── PASSAGE GIVEN ──

That being said, I think a successful society will do its best to make education available to those who truly want to make use of it, even if they don't have the means to provide it for themselves.  We don't want to deny ourselves the services and benefits of someone bright and talented simply because he was born into a poor family.


----------



## Cecilie1200

boedicca said:


> Rather than education being a Right - education is a parental responsibility.
> 
> It is in society's interest for children to be educated, but the effect of politicizing education has resulted in indoctrination, not real education.



I'd say a child has a right to expect his parents to provide for basic education in the same way that he has a right to expect them to provide him with food, shelter, and clothing.  Claims upon one's parents are rather different from claims upon others.  And by the same token, a child who is a ward of the state DOES have a right to expect the state to provide the same basic education.


----------



## Cecilie1200

DiamondDave said:


> Dr Grump said:
> 
> 
> 
> Only in America - having guns is a right, but education is a privilege...talk about having it arse backwards...
> 
> 
> 
> 
> Hmmm... 1 is for self protection and defense... I think we can agree self defense is a right
> 
> The other is for the betterment of one's self or someone in one's care... and we have the right to pursue that, but not have it just handed to you... just as the 2nd amendment gives you the right to keep and bear arms, but not the right to have one provided to you
Click to expand...


And besides, no one has ever suggested that one has a right to have a gun provided for one.  We still have to go out and actually ACQUIRE the gun ourselves.

───
── INFORMATION GIVEN ──

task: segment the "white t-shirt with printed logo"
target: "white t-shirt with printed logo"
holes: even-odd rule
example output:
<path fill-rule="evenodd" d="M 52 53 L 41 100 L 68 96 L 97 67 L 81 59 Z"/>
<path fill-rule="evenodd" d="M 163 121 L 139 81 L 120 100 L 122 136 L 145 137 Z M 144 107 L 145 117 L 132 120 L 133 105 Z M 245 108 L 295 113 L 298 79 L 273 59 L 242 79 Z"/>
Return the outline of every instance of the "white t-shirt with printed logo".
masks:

───

▸ **REQUIRED WORK**
1/ From the forum thread on education above, transcribe everything from "I'd say a child" down to "same basic education.".
2/ In the forum thread on education, what does a child who is a ward of the state have a right to expect?

▸ **RESPONSES TO THE EXERCISE**
1/
I'd say a child has a right to expect his parents to provide for basic education in the same way that he has a right to expect them to provide him with food, shelter, and clothing.  Claims upon one's parents are rather different from claims upon others.  And by the same token, a child who is a ward of the state DOES have a right to expect the state to provide the same basic education.

2/ The state should provide the same basic education that parents provide.